THE REQUEST >> Write out, as a numbered list with blank lines dropped, the part of the records that opens with the line containing "Objective — one point per instance of the dark" and runs through the end of the records.

INPUT >>
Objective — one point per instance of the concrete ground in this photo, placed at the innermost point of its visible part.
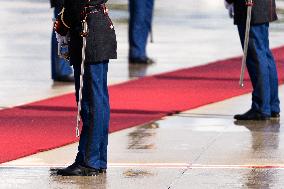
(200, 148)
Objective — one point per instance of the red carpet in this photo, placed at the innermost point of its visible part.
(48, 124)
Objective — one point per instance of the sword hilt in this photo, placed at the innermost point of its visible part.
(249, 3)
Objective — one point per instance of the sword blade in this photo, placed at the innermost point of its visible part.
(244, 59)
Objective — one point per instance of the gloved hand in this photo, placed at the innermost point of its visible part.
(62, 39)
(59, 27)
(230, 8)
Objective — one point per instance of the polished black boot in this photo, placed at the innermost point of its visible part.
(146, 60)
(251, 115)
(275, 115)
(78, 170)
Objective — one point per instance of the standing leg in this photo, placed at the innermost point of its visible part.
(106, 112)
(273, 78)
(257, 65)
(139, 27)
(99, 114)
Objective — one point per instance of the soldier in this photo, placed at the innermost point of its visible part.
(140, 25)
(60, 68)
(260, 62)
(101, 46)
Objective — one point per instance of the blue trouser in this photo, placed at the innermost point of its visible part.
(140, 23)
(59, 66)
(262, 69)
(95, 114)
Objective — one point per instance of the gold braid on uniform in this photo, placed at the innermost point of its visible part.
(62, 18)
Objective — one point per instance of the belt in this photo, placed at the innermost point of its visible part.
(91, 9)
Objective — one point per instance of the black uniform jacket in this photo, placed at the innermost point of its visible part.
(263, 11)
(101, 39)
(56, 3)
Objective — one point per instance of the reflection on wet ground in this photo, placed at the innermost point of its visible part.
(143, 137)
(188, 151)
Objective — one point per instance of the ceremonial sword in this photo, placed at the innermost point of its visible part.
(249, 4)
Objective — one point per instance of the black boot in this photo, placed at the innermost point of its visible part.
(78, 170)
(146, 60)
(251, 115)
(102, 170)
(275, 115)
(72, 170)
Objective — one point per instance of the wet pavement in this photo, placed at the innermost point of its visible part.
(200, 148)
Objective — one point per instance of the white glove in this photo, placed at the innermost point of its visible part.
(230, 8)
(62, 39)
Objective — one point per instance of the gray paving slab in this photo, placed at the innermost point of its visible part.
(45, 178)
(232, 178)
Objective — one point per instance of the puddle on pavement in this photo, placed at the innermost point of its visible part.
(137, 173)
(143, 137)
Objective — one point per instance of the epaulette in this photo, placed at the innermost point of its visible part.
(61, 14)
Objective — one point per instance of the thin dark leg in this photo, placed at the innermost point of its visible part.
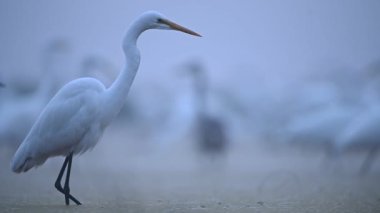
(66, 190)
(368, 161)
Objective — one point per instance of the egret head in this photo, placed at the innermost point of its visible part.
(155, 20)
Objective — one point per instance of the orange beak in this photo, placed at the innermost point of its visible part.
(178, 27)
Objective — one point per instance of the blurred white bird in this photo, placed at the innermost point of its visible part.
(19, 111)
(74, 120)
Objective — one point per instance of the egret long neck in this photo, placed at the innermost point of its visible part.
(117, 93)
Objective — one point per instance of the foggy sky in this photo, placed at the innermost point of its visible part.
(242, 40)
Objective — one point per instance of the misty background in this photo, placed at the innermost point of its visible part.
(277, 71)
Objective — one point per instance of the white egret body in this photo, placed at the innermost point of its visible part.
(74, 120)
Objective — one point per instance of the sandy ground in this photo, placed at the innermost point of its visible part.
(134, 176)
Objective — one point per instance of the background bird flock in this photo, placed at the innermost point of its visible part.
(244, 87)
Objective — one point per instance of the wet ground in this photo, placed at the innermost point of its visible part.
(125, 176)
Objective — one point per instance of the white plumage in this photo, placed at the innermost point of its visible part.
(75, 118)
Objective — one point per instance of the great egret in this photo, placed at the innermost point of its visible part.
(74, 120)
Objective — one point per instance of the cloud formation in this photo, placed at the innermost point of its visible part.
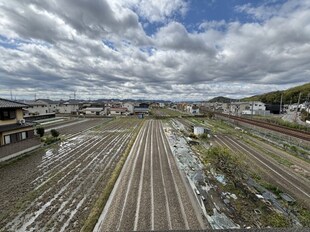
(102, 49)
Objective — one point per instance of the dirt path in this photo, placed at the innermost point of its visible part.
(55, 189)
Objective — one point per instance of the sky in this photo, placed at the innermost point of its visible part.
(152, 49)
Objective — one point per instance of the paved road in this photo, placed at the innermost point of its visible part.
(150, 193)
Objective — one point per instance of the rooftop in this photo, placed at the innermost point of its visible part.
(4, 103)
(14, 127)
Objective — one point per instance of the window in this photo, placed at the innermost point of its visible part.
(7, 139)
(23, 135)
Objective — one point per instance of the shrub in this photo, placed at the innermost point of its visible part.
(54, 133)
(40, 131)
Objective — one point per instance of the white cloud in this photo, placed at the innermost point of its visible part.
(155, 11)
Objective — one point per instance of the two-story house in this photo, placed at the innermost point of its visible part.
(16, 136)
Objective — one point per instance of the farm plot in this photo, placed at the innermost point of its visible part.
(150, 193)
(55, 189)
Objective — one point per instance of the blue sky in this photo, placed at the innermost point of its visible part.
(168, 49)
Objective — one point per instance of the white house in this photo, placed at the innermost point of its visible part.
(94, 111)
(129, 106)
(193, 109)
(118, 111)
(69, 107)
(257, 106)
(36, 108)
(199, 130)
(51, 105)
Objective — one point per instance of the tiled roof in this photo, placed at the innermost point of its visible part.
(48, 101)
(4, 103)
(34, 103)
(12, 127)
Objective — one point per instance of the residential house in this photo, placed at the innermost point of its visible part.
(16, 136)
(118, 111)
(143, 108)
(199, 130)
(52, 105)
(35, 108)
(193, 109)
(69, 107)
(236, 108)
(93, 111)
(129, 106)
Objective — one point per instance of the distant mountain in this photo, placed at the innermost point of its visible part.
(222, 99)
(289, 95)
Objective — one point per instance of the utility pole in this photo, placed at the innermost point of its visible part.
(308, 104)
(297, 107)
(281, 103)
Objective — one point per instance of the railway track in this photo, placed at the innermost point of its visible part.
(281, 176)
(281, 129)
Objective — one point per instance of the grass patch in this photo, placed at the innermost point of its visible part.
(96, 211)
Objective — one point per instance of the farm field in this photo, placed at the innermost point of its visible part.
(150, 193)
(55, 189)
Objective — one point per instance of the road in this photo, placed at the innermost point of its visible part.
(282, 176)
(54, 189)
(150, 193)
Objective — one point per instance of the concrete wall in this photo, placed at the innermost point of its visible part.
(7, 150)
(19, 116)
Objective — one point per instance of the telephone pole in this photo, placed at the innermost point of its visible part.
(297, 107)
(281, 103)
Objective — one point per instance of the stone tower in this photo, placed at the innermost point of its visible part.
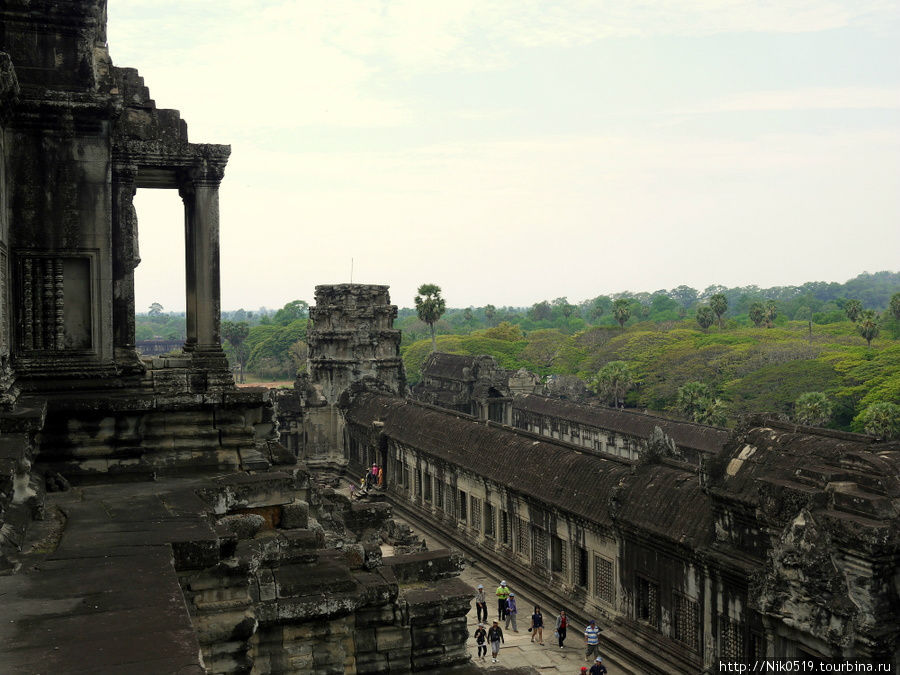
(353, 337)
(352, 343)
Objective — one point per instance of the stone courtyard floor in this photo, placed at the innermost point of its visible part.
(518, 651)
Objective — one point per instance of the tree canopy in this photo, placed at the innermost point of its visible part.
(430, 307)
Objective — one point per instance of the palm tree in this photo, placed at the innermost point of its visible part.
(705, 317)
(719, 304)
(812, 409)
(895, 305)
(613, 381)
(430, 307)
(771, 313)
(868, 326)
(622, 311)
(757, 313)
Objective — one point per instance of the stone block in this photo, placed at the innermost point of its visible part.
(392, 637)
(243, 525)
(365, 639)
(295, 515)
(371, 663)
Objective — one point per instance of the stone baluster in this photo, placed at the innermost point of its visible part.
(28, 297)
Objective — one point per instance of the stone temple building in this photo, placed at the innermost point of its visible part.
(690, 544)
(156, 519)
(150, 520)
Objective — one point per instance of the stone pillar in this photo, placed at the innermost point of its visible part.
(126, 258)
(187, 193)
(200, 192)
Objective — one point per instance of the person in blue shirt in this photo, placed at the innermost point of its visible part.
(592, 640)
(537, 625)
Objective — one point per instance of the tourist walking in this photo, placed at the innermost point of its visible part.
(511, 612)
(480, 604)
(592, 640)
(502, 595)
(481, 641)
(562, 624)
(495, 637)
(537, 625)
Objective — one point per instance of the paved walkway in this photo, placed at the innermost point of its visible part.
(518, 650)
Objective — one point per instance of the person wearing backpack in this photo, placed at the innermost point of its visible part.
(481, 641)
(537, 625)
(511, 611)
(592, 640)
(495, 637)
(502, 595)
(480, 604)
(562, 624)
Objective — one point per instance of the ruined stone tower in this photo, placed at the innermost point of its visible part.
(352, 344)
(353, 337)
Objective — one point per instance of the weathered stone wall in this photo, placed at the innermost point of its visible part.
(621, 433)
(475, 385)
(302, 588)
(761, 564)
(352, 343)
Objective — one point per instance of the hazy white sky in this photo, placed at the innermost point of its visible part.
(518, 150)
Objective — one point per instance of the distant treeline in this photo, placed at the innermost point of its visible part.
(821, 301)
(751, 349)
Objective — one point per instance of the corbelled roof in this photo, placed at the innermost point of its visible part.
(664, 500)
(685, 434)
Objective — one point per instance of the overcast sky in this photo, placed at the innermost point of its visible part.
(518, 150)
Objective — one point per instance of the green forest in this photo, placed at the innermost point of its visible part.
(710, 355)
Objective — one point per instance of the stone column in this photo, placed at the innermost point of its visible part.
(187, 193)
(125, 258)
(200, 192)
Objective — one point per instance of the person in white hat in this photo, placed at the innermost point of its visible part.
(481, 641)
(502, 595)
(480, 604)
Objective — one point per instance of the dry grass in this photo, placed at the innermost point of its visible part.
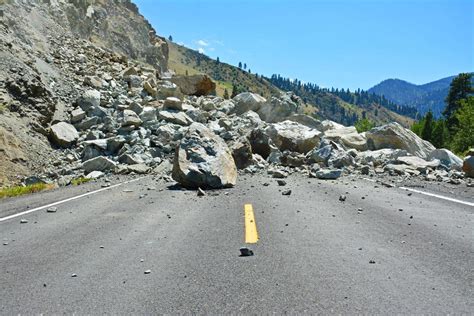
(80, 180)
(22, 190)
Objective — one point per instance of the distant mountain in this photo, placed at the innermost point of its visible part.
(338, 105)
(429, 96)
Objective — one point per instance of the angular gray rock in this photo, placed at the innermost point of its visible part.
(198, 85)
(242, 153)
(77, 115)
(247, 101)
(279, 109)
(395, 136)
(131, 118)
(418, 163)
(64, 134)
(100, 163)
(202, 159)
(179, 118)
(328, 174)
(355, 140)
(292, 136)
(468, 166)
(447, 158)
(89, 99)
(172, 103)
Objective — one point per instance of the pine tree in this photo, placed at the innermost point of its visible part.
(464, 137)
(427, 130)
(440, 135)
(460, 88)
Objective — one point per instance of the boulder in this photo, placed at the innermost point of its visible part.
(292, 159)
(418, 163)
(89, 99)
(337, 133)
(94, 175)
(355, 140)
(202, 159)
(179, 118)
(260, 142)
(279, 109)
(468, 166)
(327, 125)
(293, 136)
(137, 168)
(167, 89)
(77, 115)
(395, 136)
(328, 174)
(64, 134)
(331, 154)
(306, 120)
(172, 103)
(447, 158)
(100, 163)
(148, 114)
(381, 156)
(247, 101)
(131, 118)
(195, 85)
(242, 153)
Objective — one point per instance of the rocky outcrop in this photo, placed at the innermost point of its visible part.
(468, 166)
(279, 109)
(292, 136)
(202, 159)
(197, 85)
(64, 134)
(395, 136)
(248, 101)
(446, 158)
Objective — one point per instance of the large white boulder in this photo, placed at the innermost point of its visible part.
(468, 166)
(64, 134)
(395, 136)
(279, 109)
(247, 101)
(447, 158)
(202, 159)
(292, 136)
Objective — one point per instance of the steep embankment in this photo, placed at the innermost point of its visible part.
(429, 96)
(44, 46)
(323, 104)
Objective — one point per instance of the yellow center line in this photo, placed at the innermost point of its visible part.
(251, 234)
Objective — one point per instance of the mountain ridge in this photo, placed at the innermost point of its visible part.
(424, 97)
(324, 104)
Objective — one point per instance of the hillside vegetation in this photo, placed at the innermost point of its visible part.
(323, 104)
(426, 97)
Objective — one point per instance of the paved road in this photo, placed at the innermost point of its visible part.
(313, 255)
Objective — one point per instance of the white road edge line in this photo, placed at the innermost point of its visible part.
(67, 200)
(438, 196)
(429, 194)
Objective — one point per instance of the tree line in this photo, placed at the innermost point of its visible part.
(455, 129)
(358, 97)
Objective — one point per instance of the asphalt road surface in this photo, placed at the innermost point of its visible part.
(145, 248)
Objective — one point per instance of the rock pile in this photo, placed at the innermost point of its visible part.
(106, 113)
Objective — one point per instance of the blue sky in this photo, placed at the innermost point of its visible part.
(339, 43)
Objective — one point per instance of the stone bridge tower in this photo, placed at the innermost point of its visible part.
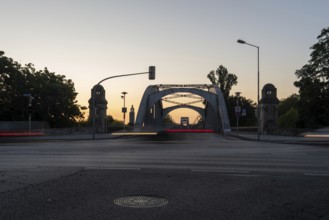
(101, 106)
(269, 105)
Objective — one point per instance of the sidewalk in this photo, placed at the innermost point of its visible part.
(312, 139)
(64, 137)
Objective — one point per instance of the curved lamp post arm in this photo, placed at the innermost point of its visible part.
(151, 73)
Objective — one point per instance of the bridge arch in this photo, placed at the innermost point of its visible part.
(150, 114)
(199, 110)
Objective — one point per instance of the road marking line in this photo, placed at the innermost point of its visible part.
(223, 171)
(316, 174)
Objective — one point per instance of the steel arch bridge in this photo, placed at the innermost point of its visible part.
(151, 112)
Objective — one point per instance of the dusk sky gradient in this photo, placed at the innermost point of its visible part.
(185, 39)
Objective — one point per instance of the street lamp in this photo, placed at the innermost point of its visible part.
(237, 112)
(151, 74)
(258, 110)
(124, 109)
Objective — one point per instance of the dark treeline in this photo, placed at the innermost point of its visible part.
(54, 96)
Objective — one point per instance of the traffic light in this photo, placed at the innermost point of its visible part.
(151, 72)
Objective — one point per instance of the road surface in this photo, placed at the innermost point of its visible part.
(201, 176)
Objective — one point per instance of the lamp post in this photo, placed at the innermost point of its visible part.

COMPLETE OUTPUT >>
1. Objective — one point per instance of the dark treeline in this photo, placed at the innermost point of its visible part.
2. (54, 96)
3. Objective — one point per instance of the traffic light in this photo, placed at the innermost point of its visible part.
4. (151, 72)
5. Objective — one point per instance of the road surface in this photo, placed at the innermost point of its visible part.
6. (201, 176)
7. Objective — one point per instance of the lamp post in this photo, placed at the innermost point of its visible part.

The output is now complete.